## Problem to solve
Copy out the biographical text on Waldo Lee McAtee below in full, word for word.

## Text segment
- Born: 21 January 1883 Jalapa, Indiana, USA
- Died: January 7, 1962 (aged 78) Chapel Hill, North Carolina, USA
- Education: Indiana University Bloomington
- Known for: founding editor of Wildlife Review and Journal of Wildlife Management
- Awards: honorary Doctor of Science degree, Indiana University
- Scientific career
- Fields: Ornithology

= Waldo Lee McAtee =

American ecologist and ornithologist

Waldo Lee McAtee (21 January 1883 – 7 January 1962) was an American ecologist and ornithologist. He wrote extensively about the feeding habits of birds and mammals and described over 460 new species of insects.

## Records supplied
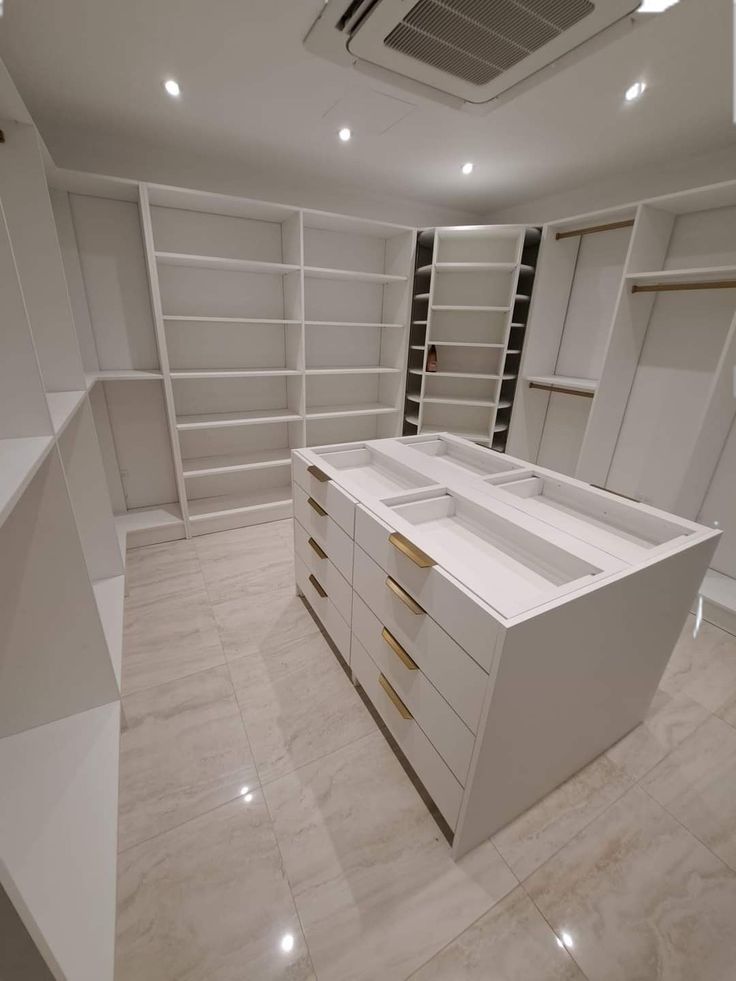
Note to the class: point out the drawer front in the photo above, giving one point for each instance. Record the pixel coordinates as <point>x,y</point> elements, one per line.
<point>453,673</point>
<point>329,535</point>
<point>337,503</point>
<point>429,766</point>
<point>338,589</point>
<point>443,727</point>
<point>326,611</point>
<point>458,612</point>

--

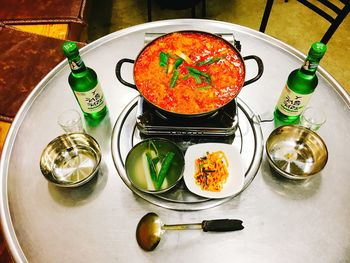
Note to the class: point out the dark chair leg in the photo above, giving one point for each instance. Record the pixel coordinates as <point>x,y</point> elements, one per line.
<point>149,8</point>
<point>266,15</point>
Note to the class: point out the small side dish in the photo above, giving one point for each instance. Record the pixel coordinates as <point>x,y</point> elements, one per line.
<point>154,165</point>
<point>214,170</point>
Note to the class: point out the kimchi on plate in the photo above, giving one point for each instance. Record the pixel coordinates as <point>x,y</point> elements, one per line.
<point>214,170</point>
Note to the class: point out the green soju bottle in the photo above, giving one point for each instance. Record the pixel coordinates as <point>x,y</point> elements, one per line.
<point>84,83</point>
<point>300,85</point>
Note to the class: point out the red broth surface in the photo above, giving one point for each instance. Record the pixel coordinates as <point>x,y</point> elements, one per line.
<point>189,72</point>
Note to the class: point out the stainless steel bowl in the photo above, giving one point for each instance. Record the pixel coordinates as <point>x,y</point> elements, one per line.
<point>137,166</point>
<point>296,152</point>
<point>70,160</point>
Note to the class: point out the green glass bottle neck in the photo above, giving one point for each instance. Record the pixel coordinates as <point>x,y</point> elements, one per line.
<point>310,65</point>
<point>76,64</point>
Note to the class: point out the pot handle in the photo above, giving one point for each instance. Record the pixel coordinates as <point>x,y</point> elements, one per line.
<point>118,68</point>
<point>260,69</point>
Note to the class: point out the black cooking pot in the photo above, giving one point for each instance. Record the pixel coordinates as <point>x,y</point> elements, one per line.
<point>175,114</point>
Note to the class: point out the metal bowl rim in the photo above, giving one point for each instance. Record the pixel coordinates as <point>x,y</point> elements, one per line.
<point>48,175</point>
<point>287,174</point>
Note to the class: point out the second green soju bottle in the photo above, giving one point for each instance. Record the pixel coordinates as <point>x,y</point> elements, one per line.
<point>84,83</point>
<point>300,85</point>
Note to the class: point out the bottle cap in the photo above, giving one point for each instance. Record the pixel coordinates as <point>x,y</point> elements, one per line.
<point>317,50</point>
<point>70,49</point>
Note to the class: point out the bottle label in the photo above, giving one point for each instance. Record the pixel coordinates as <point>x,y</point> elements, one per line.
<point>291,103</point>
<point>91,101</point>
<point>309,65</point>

## Your solution
- Born: 21 January 1883 Jalapa, Indiana, USA
- Died: January 7, 1962 (aged 78) Chapel Hill, North Carolina, USA
- Education: Indiana University Bloomington
- Known for: founding editor of Wildlife Review and Journal of Wildlife Management
- Awards: honorary Doctor of Science degree, Indiana University
- Scientific career
- Fields: Ornithology

= Waldo Lee McAtee =

American ecologist and ornithologist

Waldo Lee McAtee (21 January 1883 – 7 January 1962) was an American ecologist and ornithologist. He wrote extensively about the feeding habits of birds and mammals and described over 460 new species of insects.